# Textauszug:
§ §
Zu den empfindlichsten Momenten der Trauerbegleitung gehört der Umgang mit Kindern. „Ich habe hier in der Kirche eine Nische, wo es Kinderbücher zum Thema Sterben gibt, da kann man sich bedienen, sie mit nach Hause nehmen und irgendwann wieder mitbringen. Da sind auch zwei Kuscheltiere, denen ich meine Tränen erzählen kann. Die müssen oft in die Waschmaschine.“

Irmtrud von Plettenberg ist im Haus ihrer Familie in Finnentrop-Lenhausen aufgewachsen. Die Religionspädagogin war Gemeindereferentin in Schwerte, Herne, Hagen und Schmallenberg, bevor sie nach Siegen berufen wurde, um eine Trauerpastoral aufzubauen. Siegen ist eine von zwei Kolumbariumskirchen im Erzbistum Paderborn und die einzige, wo Trauerpastoral einen so großen Schwerpunkt bildet. „Wir müssen Kirche heute noch mehr in die Richtung denken: Sind wir bei den Menschen überall dort, wo Wunden sind? Da kann ich nur da sein und begleiten. Jesus hat sich von Thomas in die Wunden greifen lassen, er hat sich begreifen lassen. Weil ich selbst Tod, Trauer und Verlust erlebt habe, kann ich nahe dran sein.“

Trauerkultur im Wandel

Der Umgang mit den Toten ändert sich. Kolumbarien und Ruheforste ersetzen die traditionellen Grabstätten. Warum braucht man alternative Bestattungsmöglichkeiten? „Weil die Angehörigen nicht mehr an dem Ort wohnen, wo die Gräber sind. Und weil Friedhöfe heute oft kleine Gartenausstellungen sind, und dieser Wettstreit hat es vielen jungen Leuten verleidet.“ Auch in die Kolumbariumskirche Siegen kann man seinen Liebsten ein Blümchen mitbringen. Abstellen muss man es allerdings auf der Insel der Begegnung, wo auch die Kerzen angezündet werden.
§ §
# Aufgaben zur Übung:
**A.** Stimmen diese Aussagen mit dem Auszug über die Trauerpastoral überein? Antworte zu jeder mit Ja oder Nein und zitiere wörtlich die Worte, die den Ausschlag geben: (i) Irmtrud von Plettenberg ist in Finnentrop-Lenhausen aufgewachsen. (ii) Im Erzbistum Paderborn gibt es drei Kolumbariumskirchen. (iii) In der Kolumbariumskirche Siegen darf man mitgebrachte Blumen überall abstellen.
**B.** Zähle, in wie vielen Zeilen der Einträge das Wort „yellow“ vorkommt, wobei Groß- und Kleinschreibung beachtet wird. Gib nur die Zahl an.
Der Text und die Einträge sind zwei voneinander unabhängige Teile.
§ §
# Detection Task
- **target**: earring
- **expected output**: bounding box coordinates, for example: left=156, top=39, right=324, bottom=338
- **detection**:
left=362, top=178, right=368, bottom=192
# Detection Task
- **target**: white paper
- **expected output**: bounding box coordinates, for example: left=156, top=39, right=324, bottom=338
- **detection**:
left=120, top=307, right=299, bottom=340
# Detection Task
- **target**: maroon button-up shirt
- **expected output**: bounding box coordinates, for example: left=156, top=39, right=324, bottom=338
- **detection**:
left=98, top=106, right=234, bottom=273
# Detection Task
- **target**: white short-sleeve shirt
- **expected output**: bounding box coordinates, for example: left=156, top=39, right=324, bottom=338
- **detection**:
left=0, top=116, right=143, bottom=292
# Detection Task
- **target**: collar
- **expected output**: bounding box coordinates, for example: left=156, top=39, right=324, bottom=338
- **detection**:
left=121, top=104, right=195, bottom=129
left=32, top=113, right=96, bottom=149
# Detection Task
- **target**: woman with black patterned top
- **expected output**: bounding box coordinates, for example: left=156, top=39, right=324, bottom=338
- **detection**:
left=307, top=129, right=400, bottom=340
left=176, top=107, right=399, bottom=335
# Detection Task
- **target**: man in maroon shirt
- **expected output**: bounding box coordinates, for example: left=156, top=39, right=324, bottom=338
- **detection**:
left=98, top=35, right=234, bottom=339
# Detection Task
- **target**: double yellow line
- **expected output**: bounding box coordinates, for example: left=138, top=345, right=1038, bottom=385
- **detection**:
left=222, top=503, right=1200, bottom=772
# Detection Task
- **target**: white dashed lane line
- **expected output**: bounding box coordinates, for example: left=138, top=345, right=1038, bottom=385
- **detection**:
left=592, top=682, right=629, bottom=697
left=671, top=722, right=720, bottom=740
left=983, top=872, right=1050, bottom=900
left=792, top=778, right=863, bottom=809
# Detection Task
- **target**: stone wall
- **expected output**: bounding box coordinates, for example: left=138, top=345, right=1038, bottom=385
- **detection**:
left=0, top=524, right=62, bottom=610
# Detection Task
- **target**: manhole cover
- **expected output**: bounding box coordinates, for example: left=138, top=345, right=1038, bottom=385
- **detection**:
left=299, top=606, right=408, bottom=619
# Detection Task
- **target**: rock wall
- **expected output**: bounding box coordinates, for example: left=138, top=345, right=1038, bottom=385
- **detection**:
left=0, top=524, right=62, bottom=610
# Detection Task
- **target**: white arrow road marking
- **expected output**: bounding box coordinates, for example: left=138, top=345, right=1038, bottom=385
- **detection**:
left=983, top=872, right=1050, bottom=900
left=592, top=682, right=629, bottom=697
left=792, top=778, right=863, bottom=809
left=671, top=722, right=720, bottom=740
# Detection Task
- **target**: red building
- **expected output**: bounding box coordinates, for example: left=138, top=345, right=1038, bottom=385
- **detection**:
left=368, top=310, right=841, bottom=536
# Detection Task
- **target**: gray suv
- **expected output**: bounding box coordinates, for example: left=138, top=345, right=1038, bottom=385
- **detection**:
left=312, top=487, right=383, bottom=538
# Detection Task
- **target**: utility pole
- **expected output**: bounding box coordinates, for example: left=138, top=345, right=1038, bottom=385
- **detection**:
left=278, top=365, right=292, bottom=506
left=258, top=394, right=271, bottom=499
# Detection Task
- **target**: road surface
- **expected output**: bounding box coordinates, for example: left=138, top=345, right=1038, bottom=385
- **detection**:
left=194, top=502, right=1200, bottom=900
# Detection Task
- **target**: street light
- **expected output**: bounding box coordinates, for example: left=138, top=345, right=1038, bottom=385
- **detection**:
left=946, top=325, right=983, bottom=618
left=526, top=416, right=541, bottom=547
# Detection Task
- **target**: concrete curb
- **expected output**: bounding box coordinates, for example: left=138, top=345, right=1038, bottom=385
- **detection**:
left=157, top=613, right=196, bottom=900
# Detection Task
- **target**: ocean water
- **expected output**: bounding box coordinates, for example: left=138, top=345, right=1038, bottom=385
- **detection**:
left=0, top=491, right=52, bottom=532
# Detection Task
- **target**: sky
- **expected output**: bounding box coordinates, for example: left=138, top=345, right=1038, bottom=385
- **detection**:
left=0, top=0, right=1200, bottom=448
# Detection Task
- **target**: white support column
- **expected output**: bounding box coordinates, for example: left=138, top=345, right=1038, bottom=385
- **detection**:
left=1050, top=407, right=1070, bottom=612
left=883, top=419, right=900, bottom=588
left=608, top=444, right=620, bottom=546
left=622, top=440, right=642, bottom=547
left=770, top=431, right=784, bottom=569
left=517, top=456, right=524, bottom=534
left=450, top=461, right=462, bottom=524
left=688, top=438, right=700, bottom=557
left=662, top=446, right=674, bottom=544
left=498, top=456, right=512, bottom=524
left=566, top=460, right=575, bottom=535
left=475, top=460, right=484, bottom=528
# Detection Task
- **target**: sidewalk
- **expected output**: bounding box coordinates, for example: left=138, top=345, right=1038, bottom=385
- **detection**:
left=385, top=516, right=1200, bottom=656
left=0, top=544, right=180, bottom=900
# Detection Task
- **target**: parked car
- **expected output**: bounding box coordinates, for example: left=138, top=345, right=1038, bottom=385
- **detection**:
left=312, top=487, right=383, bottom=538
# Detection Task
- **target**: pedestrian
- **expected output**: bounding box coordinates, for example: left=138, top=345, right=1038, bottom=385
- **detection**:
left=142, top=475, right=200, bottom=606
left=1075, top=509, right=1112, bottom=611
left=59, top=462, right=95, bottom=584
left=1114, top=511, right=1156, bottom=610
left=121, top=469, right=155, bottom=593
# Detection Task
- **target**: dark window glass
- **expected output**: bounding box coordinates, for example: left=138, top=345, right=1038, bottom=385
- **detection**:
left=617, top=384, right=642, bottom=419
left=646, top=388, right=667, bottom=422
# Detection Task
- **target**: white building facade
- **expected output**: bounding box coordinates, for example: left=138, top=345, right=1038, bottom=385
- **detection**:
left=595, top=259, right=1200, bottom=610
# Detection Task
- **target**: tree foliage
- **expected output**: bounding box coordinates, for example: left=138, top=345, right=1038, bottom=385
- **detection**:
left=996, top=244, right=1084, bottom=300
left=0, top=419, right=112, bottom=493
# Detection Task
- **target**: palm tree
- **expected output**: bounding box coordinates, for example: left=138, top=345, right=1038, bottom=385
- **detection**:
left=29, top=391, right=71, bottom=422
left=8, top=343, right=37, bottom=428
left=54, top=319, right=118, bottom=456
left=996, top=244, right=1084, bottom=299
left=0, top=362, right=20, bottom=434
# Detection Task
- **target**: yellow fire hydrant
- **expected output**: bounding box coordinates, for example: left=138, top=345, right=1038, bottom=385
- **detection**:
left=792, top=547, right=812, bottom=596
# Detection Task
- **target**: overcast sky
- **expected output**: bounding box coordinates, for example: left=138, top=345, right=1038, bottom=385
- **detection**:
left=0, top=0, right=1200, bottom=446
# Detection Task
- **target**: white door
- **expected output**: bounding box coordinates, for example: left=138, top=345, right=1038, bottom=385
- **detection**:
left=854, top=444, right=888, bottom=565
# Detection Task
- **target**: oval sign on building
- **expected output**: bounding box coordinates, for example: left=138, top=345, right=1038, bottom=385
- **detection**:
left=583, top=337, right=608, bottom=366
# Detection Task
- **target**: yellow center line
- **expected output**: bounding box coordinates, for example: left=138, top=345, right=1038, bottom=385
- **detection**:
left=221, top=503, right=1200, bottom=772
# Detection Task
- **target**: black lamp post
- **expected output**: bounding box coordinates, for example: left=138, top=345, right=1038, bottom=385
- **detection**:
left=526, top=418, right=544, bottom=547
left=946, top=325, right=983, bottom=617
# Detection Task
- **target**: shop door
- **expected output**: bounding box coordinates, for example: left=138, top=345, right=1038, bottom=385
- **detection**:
§ §
# Lösungen:
**A.**
(i) Ja: „Irmtrud von Plettenberg ist im Haus ihrer Familie in Finnentrop-Lenhausen aufgewachsen.“
(ii) Nein: „Siegen ist eine von zwei Kolumbariumskirchen im Erzbistum Paderborn“
(iii) Nein: „Abstellen muss man es allerdings auf der Insel der Begegnung“

**B.** 3